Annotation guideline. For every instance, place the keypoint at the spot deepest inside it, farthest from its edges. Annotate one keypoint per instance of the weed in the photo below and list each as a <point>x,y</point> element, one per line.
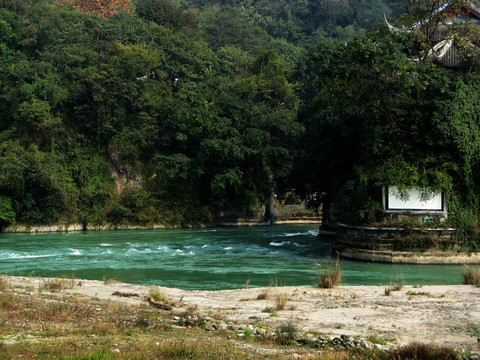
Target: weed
<point>286,334</point>
<point>158,295</point>
<point>330,275</point>
<point>123,294</point>
<point>395,285</point>
<point>58,284</point>
<point>3,283</point>
<point>474,331</point>
<point>471,276</point>
<point>264,294</point>
<point>418,293</point>
<point>417,350</point>
<point>281,300</point>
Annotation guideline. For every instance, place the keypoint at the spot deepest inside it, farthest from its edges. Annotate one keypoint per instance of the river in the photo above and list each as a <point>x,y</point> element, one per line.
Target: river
<point>221,258</point>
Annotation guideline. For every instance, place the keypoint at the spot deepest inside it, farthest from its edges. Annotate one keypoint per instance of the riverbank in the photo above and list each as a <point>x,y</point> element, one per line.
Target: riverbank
<point>65,227</point>
<point>429,314</point>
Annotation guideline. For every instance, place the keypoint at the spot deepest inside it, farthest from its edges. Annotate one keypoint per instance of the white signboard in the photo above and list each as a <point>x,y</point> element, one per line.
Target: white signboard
<point>413,199</point>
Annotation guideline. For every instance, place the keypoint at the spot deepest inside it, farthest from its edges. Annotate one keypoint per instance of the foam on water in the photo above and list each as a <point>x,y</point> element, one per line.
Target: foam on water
<point>283,243</point>
<point>75,252</point>
<point>199,259</point>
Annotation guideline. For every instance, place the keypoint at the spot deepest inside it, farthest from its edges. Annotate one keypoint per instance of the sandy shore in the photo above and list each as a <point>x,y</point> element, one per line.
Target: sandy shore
<point>430,314</point>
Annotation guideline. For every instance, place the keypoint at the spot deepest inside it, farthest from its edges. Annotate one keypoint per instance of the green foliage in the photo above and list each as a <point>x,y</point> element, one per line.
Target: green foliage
<point>375,119</point>
<point>7,214</point>
<point>197,130</point>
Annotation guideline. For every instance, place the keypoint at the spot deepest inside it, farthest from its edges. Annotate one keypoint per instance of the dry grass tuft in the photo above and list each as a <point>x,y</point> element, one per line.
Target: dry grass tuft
<point>471,276</point>
<point>158,295</point>
<point>125,294</point>
<point>58,284</point>
<point>264,294</point>
<point>3,282</point>
<point>395,285</point>
<point>422,351</point>
<point>281,300</point>
<point>329,275</point>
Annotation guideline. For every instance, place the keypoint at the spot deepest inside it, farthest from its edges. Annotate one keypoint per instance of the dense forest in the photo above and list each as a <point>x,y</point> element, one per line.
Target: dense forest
<point>173,111</point>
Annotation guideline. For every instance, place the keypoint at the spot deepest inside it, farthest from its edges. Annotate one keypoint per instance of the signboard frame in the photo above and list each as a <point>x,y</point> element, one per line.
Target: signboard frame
<point>413,203</point>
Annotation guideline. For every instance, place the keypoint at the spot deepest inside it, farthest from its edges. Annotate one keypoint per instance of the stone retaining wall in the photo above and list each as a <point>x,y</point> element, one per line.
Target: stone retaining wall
<point>399,245</point>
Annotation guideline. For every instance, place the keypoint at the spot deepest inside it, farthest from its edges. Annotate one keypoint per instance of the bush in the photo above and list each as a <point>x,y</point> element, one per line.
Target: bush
<point>422,351</point>
<point>330,276</point>
<point>471,276</point>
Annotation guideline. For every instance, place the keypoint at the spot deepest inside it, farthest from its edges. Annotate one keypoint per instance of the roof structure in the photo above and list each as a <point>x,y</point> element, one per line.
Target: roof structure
<point>445,50</point>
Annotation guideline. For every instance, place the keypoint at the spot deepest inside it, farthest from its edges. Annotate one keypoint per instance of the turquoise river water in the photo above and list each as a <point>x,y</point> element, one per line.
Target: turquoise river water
<point>221,258</point>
-=-=-
Copy out the lines above word for word, starting at the line containing "of the riverbank" and ending at the line containing "<point>430,314</point>", both included.

Annotation guideline. For every instance, place the keypoint at the spot deepest inside it, farthest from its edges. Annotate one keypoint per instance of the riverbank in the photo above and list each as a <point>x,y</point> element, one per line.
Target: riverbank
<point>65,227</point>
<point>429,314</point>
Annotation guideline. For every instance, place the keypoint at the spot deepest inside it, farthest from its edges. Annotate one keypoint per instance of the white signboard in the photo above and list each as a <point>x,y</point> element, one per line.
Target: white signboard
<point>413,199</point>
Annotation guideline. For every instance, place the keypoint at the spot deepest inside it, farthest from its edges. Annotate one keypoint per instance of the foam on water in the photo above and list each as a <point>x,y</point> element, one per line.
Target: foam on water
<point>283,243</point>
<point>75,252</point>
<point>199,259</point>
Annotation guideline. For every instance, place the keypoint at the spot deepest inside it, farthest from its edges. Annotate one keypoint per instance of the sandy shore in the photo above and list each as a <point>x,y</point> element, one per line.
Target: sandy shore
<point>430,314</point>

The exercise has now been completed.